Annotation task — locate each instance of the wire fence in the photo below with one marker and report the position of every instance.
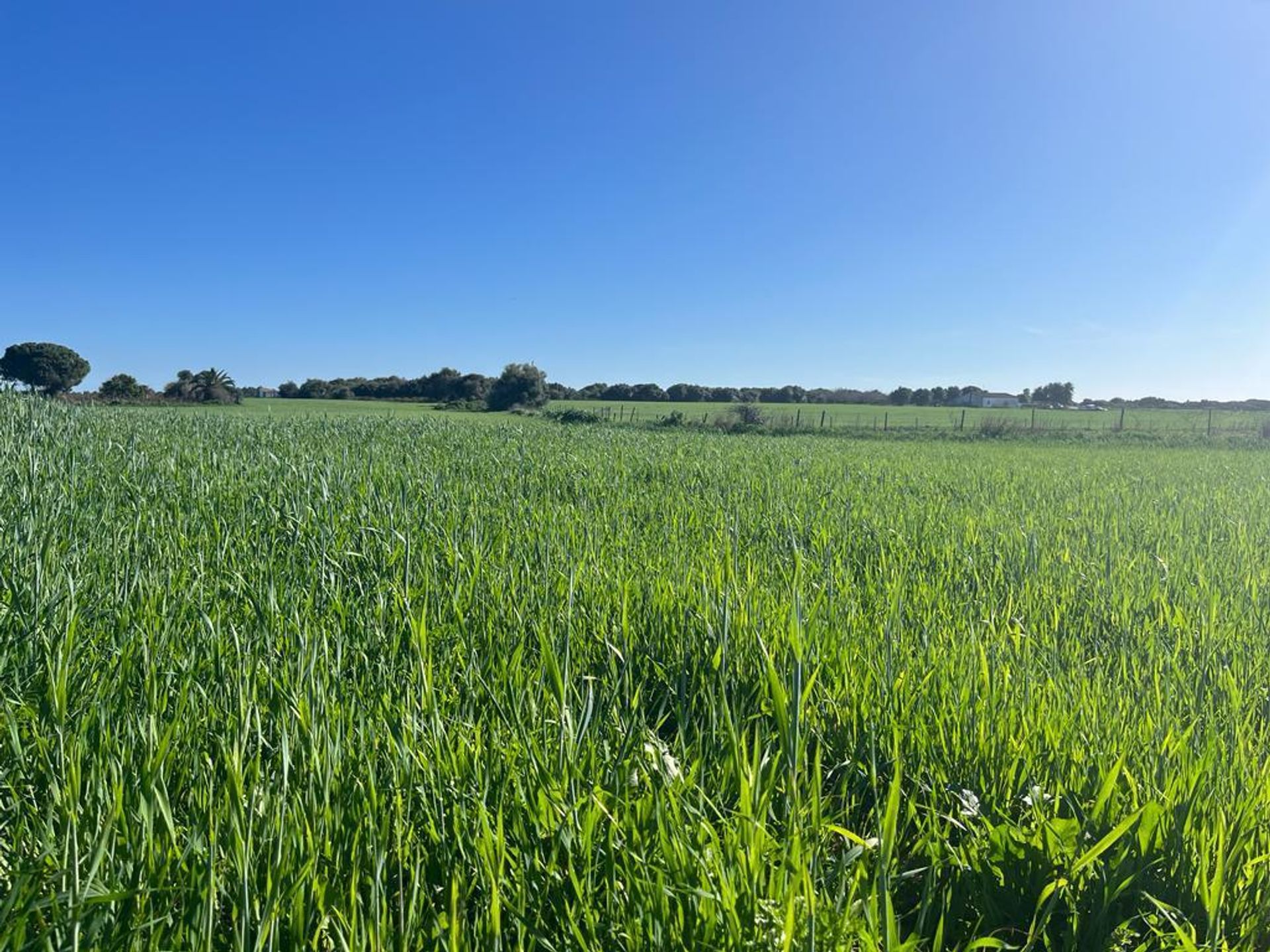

——

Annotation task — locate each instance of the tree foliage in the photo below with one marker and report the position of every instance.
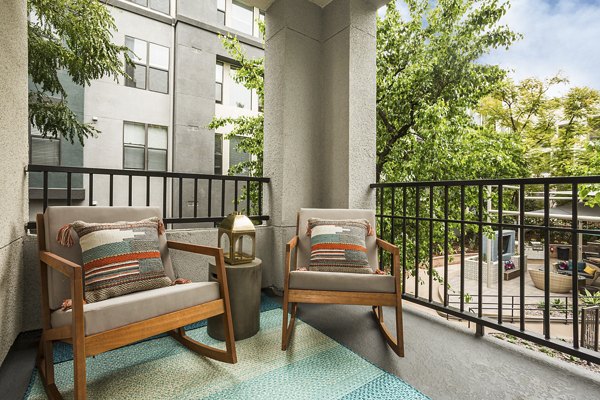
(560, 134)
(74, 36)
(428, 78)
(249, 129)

——

Solicitud
Por favor, indica cuántas líneas de las filas anteriores contienen la palabra "Annotation", teniendo en cuenta mayúsculas y minúsculas. Responde solo con el número.

Resultado del ejercicio
2